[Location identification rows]

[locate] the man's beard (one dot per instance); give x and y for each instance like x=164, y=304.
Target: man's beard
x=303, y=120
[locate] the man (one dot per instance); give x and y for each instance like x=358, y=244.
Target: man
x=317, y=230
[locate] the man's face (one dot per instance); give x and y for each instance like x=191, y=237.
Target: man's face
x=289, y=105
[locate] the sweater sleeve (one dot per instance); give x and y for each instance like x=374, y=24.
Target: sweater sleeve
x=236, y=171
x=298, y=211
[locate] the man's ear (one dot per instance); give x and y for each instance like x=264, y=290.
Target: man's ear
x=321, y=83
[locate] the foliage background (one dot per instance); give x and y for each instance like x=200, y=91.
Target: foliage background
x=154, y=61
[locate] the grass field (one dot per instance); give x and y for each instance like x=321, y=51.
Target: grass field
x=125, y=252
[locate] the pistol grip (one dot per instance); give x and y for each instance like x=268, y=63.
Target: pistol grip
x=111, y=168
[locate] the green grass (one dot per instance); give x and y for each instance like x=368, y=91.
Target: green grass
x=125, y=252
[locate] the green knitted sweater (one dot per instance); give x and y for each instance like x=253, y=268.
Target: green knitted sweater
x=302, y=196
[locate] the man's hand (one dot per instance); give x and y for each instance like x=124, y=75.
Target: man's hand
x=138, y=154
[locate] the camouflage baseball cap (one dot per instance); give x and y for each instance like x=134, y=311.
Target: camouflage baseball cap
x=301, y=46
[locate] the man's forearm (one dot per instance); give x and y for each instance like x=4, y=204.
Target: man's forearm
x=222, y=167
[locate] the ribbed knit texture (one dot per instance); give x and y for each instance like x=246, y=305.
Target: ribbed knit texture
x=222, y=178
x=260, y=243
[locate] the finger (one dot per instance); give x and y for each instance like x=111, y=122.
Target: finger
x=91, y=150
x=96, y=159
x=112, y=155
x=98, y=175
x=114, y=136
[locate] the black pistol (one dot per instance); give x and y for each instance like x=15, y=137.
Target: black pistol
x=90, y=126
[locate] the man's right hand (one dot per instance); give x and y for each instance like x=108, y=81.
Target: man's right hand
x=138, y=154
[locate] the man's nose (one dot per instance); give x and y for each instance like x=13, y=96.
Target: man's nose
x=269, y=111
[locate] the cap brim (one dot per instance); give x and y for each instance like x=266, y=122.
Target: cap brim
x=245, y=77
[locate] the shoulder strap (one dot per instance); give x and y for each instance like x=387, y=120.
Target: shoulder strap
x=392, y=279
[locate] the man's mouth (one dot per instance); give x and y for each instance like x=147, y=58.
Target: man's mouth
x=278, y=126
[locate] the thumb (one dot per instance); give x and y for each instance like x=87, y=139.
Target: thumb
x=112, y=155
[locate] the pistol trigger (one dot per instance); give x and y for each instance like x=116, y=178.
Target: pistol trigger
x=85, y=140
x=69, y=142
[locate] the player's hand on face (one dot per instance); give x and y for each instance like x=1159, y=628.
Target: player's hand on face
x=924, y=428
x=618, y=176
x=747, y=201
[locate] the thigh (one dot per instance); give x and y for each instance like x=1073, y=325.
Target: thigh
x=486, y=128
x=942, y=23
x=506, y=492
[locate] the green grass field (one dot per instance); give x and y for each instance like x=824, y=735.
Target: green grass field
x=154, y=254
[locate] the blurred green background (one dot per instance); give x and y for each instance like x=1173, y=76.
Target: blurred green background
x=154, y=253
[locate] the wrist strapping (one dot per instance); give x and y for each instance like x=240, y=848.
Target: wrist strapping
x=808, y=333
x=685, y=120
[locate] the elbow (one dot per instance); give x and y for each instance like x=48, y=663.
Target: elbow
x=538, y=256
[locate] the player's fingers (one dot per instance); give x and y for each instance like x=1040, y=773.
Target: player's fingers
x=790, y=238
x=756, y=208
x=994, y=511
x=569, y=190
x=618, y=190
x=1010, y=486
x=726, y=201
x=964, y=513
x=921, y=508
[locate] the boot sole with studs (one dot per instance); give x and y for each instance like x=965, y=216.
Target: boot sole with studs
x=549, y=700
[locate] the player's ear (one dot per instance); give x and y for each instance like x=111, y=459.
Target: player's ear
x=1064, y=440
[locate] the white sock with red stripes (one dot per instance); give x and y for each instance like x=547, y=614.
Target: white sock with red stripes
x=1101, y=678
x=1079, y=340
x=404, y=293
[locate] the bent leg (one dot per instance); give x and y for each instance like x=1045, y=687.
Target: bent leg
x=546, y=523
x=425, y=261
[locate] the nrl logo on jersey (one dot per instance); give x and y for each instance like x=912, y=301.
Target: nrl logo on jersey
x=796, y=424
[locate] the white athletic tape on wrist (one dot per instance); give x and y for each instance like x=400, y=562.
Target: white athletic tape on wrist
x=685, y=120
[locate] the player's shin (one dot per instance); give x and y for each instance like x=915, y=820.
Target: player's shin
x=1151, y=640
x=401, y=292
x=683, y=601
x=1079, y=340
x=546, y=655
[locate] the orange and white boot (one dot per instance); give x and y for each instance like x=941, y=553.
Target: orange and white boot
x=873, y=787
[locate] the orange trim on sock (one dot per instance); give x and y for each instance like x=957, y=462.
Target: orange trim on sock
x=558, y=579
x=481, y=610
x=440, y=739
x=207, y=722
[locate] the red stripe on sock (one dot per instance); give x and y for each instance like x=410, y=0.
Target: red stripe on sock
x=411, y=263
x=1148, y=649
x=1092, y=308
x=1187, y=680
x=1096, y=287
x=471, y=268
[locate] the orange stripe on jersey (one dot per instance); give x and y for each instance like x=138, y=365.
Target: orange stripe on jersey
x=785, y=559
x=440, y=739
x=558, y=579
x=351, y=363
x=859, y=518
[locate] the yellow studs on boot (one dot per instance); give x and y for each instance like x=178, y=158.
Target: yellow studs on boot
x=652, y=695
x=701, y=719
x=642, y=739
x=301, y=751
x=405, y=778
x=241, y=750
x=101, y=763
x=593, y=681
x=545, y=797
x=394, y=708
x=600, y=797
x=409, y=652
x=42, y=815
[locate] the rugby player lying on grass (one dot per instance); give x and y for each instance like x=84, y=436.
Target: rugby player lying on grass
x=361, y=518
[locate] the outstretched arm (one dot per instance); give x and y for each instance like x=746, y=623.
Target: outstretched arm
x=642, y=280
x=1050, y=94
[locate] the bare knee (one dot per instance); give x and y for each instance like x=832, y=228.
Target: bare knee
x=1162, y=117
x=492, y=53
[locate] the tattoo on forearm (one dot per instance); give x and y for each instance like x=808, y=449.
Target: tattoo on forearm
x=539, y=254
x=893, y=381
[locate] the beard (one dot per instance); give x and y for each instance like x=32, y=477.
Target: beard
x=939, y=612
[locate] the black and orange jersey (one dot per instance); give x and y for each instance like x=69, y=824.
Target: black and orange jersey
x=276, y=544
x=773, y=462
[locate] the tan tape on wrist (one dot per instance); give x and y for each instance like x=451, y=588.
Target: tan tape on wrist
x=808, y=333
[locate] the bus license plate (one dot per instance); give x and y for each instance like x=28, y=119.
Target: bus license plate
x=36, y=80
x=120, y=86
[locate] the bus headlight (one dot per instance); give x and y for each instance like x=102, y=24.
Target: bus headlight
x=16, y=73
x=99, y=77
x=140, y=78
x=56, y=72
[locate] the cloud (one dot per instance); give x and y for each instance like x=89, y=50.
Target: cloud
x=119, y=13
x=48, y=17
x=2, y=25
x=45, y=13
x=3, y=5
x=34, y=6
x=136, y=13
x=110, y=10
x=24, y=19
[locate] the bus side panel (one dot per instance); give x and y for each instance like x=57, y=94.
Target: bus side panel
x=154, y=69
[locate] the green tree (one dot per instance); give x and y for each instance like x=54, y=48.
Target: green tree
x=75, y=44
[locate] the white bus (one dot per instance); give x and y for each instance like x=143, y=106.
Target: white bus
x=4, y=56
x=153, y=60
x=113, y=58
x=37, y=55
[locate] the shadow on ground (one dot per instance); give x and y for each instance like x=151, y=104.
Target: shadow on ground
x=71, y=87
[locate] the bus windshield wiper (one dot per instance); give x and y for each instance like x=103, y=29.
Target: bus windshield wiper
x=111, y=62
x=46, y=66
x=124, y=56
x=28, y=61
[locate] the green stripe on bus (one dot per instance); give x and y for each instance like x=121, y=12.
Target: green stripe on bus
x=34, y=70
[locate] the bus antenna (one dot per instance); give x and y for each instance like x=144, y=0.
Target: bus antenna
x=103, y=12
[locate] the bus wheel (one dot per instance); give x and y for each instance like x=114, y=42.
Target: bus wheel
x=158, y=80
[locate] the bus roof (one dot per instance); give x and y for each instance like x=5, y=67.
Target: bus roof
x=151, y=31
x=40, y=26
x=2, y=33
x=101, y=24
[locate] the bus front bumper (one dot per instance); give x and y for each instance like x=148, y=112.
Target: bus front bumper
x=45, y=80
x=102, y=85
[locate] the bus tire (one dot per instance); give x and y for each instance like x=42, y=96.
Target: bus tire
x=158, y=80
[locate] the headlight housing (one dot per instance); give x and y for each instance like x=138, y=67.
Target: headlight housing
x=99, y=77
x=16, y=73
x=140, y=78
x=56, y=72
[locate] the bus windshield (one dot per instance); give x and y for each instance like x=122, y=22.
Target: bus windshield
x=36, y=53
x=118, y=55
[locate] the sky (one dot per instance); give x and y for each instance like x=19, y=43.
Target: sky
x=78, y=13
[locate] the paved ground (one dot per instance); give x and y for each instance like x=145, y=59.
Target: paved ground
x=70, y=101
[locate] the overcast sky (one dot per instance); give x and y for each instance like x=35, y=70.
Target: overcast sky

**THE REQUEST:** Could you reproduce, word for word, the lines above starting at the one containing "[locate] the man (one" and ending at the one containing "x=154, y=61"?

**IN RESPONSE:**
[locate] the man (one dot per instance); give x and y for each instance like x=358, y=244.
Target: man
x=317, y=230
[locate] the man's face (one dot per instance); give x and y for each instance like x=191, y=237.
Target: man's face
x=289, y=105
[locate] the sweater sleeve (one dot per instance); give x and y for each instance like x=374, y=24.
Target: sweater sleeve
x=236, y=171
x=298, y=211
[locate] the man's ear (one dot per instance); give x and y for each instance like x=264, y=290.
Target: man's ear
x=321, y=83
[locate] the foliage background (one dot per instance); give x and y for each instance like x=200, y=91.
Target: foliage background
x=154, y=61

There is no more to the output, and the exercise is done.